## [Tarea asignada A]
Según el texto extraído, ¿con qué obra de Arnaldo Calveyra se compara la manera de presentar la corrosión en “Oración pesquera con digresión”?
## [Tarea asignada B]
Prosigue el texto sobre la poesía de Raimondi a partir de donde termina.

## [Texto extraído]
......
También en “Oración pesquera con digresión” los operarios parecen agostarse detrás de la escafandra supuestamente protectora: “Toscas mangas sobre los brazos, gruesas mangas / de goma para alejar el ácido de las aguas vivas / y plomo en los pies sobre cubierta […]” (Raimondi 2001: 63). Presentada casi como un rasgo anecdótico o incluso una digresión, la brutalidad con que se presenta la corrosión permite, al igual que en el Diario del fumigador de guardia de Arnaldo Calveyra, evocar de manera oblicua la presencia siempre acechante de la muerte para el trabajador que pone en jaque su salud y se arriesga a la respiración contaminada.
Pero la intoxicación no siempre es motivada por la industria: también las hay, más banales, pero igualmente devastadoras, con alcohol barato y a la vista de centenares de pasantes que eligen no ver al linyera de carne y hueso, o que lo convierten en marmórea estatua -que es otra forma de no ver-, como leemos en “Sileno en la estación ferroviaria”:
Acostado de lado, con un codo incómodo apoyado en el cemento y la cabeza tirada hacia atrás, duerme. Rodillas dobladas, pies contra el culo, al aire la panza enorme, boca abierta al cielo, chata nariz. Esto es obra de dos o tres tetra-brik. Si fuera de mármol estaría expuesto en un museo de Roma, Londres o París como ejemplo de arte helenístico. Y no le molestarían las moscas
(Raimondi 2001: 19).
......
## [Registros listados]
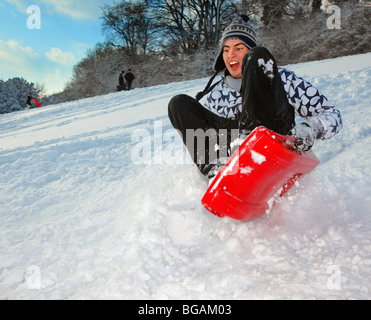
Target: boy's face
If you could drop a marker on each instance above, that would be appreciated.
(233, 53)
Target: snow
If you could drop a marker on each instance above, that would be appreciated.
(80, 219)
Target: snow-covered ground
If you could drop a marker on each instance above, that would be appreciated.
(87, 212)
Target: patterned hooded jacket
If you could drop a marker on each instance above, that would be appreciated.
(225, 101)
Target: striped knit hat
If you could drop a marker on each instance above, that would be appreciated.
(239, 29)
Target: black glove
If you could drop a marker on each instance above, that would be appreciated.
(304, 135)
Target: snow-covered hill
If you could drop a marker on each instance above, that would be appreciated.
(87, 212)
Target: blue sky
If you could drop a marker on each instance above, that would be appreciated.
(68, 28)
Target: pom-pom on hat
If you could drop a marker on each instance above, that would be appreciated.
(239, 29)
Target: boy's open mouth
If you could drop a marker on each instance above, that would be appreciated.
(234, 65)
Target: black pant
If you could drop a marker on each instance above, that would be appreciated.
(264, 103)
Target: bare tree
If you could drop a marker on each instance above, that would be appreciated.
(128, 25)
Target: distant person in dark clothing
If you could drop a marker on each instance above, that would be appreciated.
(29, 100)
(129, 77)
(121, 85)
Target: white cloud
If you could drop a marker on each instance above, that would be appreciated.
(58, 56)
(81, 9)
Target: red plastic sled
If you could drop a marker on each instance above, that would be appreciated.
(37, 102)
(264, 167)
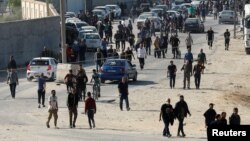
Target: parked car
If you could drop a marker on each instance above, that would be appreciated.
(115, 69)
(163, 7)
(79, 24)
(45, 65)
(105, 8)
(173, 13)
(193, 25)
(101, 14)
(72, 19)
(93, 40)
(93, 28)
(157, 10)
(227, 16)
(70, 14)
(116, 9)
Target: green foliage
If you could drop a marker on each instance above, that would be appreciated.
(14, 3)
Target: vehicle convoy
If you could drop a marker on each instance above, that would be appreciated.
(45, 65)
(246, 24)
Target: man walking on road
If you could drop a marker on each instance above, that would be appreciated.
(90, 110)
(202, 58)
(181, 111)
(210, 115)
(234, 119)
(41, 90)
(227, 39)
(189, 40)
(72, 104)
(197, 74)
(53, 109)
(172, 73)
(12, 63)
(123, 92)
(167, 114)
(210, 37)
(142, 55)
(187, 67)
(12, 80)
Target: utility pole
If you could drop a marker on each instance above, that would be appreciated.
(235, 16)
(63, 38)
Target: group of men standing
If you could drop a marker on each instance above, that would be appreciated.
(188, 69)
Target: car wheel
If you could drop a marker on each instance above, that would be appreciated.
(135, 77)
(102, 81)
(52, 78)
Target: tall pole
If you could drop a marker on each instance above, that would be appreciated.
(235, 19)
(63, 38)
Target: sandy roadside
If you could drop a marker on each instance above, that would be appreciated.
(224, 84)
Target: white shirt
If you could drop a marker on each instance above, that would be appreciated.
(53, 102)
(141, 52)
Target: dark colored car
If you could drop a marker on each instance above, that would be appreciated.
(115, 69)
(193, 25)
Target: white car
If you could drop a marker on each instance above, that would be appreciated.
(116, 9)
(173, 13)
(79, 24)
(39, 65)
(93, 40)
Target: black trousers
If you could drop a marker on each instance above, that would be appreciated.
(180, 127)
(172, 81)
(41, 95)
(72, 111)
(142, 62)
(197, 80)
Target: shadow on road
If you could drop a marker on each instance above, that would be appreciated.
(142, 83)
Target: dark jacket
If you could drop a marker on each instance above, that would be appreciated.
(72, 100)
(181, 105)
(234, 119)
(90, 104)
(209, 116)
(12, 64)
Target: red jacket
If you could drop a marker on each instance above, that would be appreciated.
(90, 104)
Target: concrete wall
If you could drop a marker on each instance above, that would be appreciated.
(32, 9)
(26, 39)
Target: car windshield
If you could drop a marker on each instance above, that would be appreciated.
(227, 13)
(112, 7)
(191, 21)
(101, 8)
(79, 25)
(114, 63)
(143, 16)
(97, 12)
(39, 62)
(92, 36)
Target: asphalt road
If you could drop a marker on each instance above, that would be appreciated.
(17, 112)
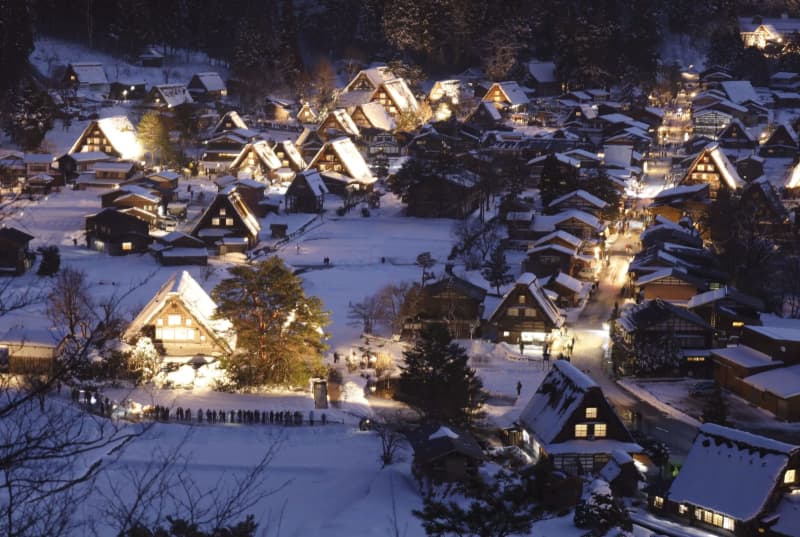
......
## [Resultado A]
Con el Diario del fumigador de guardia.

## [Resultado B]
Junto con la estetización desplazada y la crítica mordaz, la descripción sobria y a la vez casi naturalista del indigente reintroduce, en el espacio colectivo y cotidianamente transitado de la estación de trenes, aquellos cuerpos que molestan, que son invisibilizados o marginados de las sociedades, aun cuando forman parte del paisaje diario o, literalmente, de los “lugares comunes” que todos atravesamos. Y si las páginas de Poesía civil transitan casi con naturalidad desde el zaparrastroso que atrae a las moscas en la estación hasta la cocina y sus desperdicios, es tal vez porque, al igual que el paisaje implacablemente industrial, estas esferas materializan de manera inequívoca las desigualdades y las tensiones, el exceso y el defecto, el costo y el beneficio; todo lo que alimenta, en definitiva, la dinámica producción/consumo.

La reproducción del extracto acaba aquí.